## TASK SET
A. In the article on the 4,300-year-old silver goblet, what reason does Daniel Sarlo give for saying the goblet depicts a peaceful process of cosmic ordering rather than a violent struggle between gods?
B. Answer these questions from the article on the silver goblet:
(i) How tall is the goblet?
(ii) Where and in what decade was it found?
(iii) On what was the Enuma Elish recorded?
C. Carry on the article about the silver goblet from the point where it stops.

World’s oldest depiction of Creation discovered

www.telegraph.co.uk

The earliest depiction of the creation of the universe has been found on a 4,300-year-old silver goblet discovered in the West Bank.

The vessel shows “before and after” scenes with a human-chimera figure confronted by a monstrous snake, before the snake is subdued and the Sun takes its place in the sky, held aloft by two deities.

Archaeologists say the images are an allegory for order triumphing over chaos at the beginning of time. The Sun is shown moving across the heavens in a celestial “boat of light”.

It is the oldest known depiction of the formation of the cosmos and predates the Babylonian creation myth Enuma Elish – which was recorded on stone tablets – by more than 1,000 years.

“The goblet does not tell of a violent struggle between gods, but of a peaceful process of cosmic ordering,ˮ said Daniel Sarlo, co-author of the paper about the discovery for the Luwian Studies Foundation, a non-profit research group based in Switzerland.

“It shows how the Sun is born, banishes chaos and renews the world.”

Order over chaos

The artefact, which is 3.1in (7.9cm) high, is known as the Ain Samiya goblet, and was found in the 1970s near Kafr Malik in the West Bank.

It dates from 2650 to 1950BC and until now, experts thought it was linked to the Enuma Elish, which recounts the struggle between the younger gods and the monster of primordial chaos.

## MATERIAL SUPPLIED

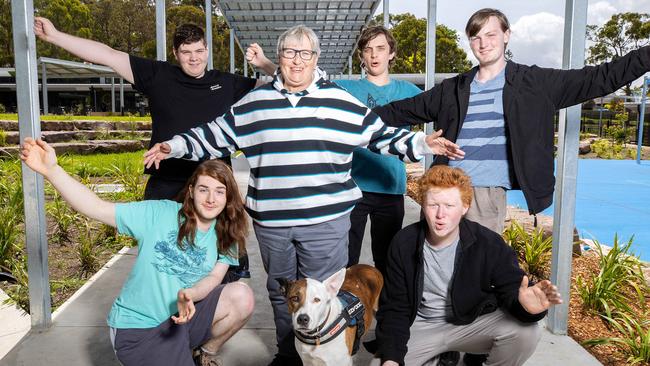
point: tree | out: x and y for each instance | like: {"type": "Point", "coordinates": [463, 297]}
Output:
{"type": "Point", "coordinates": [621, 34]}
{"type": "Point", "coordinates": [410, 34]}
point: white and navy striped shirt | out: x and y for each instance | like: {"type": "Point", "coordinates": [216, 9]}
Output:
{"type": "Point", "coordinates": [483, 136]}
{"type": "Point", "coordinates": [299, 147]}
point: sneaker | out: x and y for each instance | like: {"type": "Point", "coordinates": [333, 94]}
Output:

## RESPONSES TO THE TASKS
A. Sarlo says the goblet shows how the Sun is born, banishes chaos and renews the world. He sees this as a peaceful ordering of the cosmos, not a conflict among gods.

B.
(i) 3.1in (7.9cm).
(ii) Near Kafr Malik in the West Bank, in the 1970s.
(iii) On stone tablets.

C.
However, experts had questioned why it shows no battle scene at the beginning of the universe, and have argued that it bears closer relation to cuneiform texts of a similar age that describe how the gods separated the heavens from the Earth.

According to the team, the first scene on the goblet shows chaos, with humans, plants and animals all fused together and ruled by a huge snake, while the small Sun lies powerless on the ground, with no portrayal of night and day.

In the second scene, the gods have separated themselves from the animals and now hold the sun up on celestial boat in the sky, with the serpent defeated.

The experts said this celestial boat imagery was similar to that found 7,000 years earlier at Gobekli Tepe, a neolithic archaeological site, and the Yazilikaya rock sanctuary in Turkey.

It is also found in artefacts from the New Kingdom, ancient Egypt’s golden age, representing the divine mechanism that transports the Sun and Moon across the heavens and may show that early creation myths drew from a single source.

It also shares similarities with the creation story in Genesis, in which God separated the light from the darkness.

Eberhard Zangger, a senior author of the study, said: “The boat has a practical purpose: it’s a vehicle that transports celestial bodies across the sky, and this was considered the explanation why the Sun and the Moon are moving.

“This boat of light makes sure that the celestial forces and rhythm work the way they do, so that there is day and night and the annual seasons and the moon phases.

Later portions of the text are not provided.